> [TASK PROMPT]:
Go through the following data and transcribe exactly the stretch of lines from the one holding "Target: black trousers" to the one holding "one marker per instance, written like [264,100]", both included.

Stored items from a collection
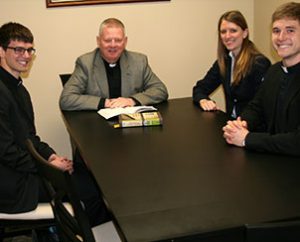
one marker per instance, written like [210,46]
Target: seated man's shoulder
[134,55]
[89,55]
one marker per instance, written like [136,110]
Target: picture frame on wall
[63,3]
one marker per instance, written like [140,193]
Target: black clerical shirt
[113,74]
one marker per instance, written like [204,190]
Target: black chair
[64,78]
[72,226]
[280,231]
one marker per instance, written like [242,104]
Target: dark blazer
[279,134]
[18,180]
[235,95]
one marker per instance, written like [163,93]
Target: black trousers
[88,191]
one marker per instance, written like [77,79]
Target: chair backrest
[281,231]
[64,78]
[60,186]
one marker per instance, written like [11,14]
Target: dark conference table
[181,181]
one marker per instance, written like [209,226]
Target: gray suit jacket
[88,82]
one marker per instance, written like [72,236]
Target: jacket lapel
[99,75]
[125,75]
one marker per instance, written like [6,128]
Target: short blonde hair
[111,22]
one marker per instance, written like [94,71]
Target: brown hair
[14,31]
[288,10]
[248,51]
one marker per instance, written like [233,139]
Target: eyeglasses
[21,50]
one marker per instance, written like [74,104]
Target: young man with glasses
[20,187]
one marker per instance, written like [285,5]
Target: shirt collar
[8,79]
[291,69]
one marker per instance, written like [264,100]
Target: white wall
[179,38]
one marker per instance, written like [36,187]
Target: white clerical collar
[285,69]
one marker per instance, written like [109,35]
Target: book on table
[139,119]
[108,113]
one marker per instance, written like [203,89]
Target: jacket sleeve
[13,152]
[208,84]
[74,95]
[153,89]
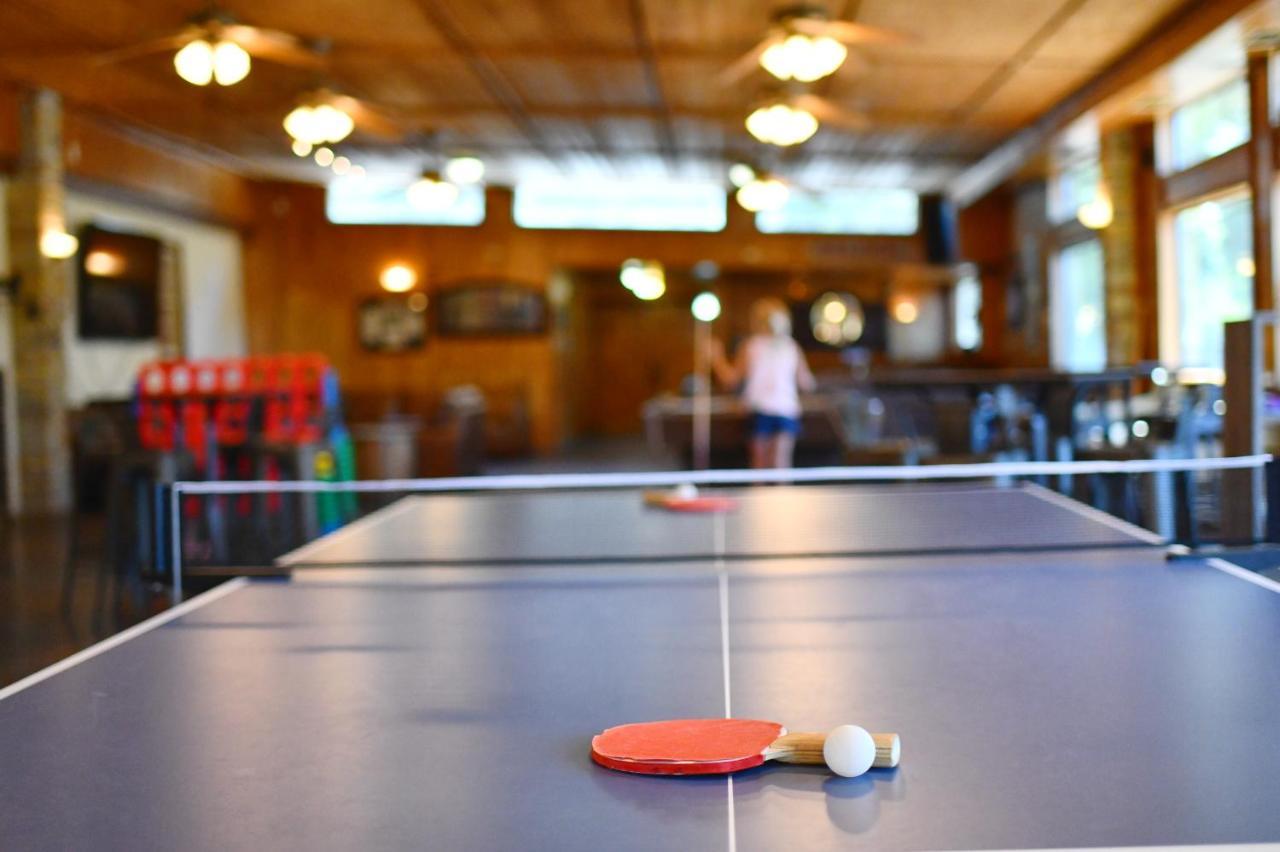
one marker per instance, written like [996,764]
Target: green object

> [RESPONSE TO THIS TASK]:
Target: black trousers
[88,191]
one marker per instance, written like [77,79]
Target: chair backrest
[281,231]
[64,78]
[60,186]
one marker per instance, written like [11,14]
Target: dark conference table
[181,181]
one marker per instance, written like [209,226]
Target: gray suit jacket
[88,82]
one marker per instance, written like [72,236]
Target: jacket lapel
[99,75]
[125,75]
one marker per instance, written like [6,128]
Target: short blonde hair
[111,22]
one marker per instance, written like [94,71]
Target: brown hair
[14,31]
[288,10]
[248,51]
one marker per instance, written like [233,139]
Target: eyeglasses
[21,50]
one marker per instance, written like [74,104]
Target: young man with glasses
[20,187]
one marker per instance, written like [285,5]
Target: shirt collar
[8,79]
[291,69]
one marker per instance, written like [264,100]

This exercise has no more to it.